━━━━━ Texto extraído ━━━━━
# ayuda con filtros activos



## rbpkirow (Nov 1, 2005)

Hola a todos.

Necesito ayuda con filtros activos.
Necesito saber si hay algun fabricante que venda filtros activos, y donde puedo encontrar sus especificaciones tecnicas.
Estoy buscando por las mas conocidas (Analog device, TI..) pero en sus paginas solo encuentro filtros acoplados a otros circuitos como conversores.

Gracias


----------



## Nacho (Nov 3, 2005)

Revisa la pagina web de este fabricante, te puede ser de utilidad:

http://www.krohn-hite.com/htm/filters/NonProgramFilter.htm

Nacho.


----------



## rbpkirow (Nov 4, 2005)

Muchas gracias por la ayuda.

Saludos


----------



## wero_wire (Nov 8, 2005)
━━━━━ Datos proporcionados ━━━━━
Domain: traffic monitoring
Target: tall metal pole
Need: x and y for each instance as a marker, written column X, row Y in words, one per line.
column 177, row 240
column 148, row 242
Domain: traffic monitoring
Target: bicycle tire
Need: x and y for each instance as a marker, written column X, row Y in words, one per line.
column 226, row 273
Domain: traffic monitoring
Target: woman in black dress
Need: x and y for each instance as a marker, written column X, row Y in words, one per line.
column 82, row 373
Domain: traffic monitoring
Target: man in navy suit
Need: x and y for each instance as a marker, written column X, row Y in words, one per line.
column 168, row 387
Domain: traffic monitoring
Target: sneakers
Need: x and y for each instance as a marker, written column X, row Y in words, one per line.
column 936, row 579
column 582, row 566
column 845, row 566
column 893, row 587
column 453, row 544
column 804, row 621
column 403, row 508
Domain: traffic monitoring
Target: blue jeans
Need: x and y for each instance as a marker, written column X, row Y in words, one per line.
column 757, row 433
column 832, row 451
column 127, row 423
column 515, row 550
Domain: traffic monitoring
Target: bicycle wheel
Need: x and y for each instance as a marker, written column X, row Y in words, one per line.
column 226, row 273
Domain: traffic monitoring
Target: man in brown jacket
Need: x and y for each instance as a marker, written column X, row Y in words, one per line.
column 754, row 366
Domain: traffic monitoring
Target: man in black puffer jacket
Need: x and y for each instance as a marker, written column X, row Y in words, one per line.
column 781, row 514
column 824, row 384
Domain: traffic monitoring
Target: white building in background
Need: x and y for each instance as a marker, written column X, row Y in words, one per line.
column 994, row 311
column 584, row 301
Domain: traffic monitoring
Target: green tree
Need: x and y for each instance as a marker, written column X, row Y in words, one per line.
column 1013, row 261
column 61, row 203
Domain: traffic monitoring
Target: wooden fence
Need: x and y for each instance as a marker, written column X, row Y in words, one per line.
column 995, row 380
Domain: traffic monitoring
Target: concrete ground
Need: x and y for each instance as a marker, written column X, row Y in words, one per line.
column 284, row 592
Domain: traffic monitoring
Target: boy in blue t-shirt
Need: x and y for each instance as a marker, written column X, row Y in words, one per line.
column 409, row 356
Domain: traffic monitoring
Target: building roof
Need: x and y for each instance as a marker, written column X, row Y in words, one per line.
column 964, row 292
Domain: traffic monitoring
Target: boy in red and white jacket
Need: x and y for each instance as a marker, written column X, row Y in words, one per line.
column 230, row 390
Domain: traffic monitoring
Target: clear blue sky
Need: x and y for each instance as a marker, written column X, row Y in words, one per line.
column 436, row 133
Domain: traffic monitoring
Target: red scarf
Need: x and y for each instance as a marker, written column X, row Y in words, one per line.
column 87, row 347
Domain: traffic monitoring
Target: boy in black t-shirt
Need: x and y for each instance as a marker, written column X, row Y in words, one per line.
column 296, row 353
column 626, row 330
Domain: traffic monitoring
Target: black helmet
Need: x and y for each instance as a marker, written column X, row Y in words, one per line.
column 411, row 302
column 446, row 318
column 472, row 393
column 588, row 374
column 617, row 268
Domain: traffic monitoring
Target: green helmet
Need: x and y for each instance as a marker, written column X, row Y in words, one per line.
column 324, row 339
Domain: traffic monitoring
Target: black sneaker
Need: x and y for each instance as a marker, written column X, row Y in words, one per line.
━━━━━
**Serie de ejercicios**
#1 ¿Qué fechas aparecen en los encabezados de los mensajes del hilo sobre filtros activos?
#2 En el hilo sobre filtros activos, ¿a qué tipo de circuitos dice rbpkirow que están acoplados los filtros que encuentra en las páginas de los fabricantes conocidos?
#3 Resume en una sola oración el párrafo del hilo sobre filtros activos que empieza con "Necesito ayuda con filtros activos".

**Respuestas por tarea**
#1 Nov 1, 2005; Nov 3, 2005; Nov 4, 2005; Nov 8, 2005

#2 A conversores.

#3 Busco fabricantes que vendan filtros activos y sus especificaciones técnicas, pero en las páginas de los más conocidos (Analog device, TI) solo encuentro filtros acoplados a otros circuitos, como conversores.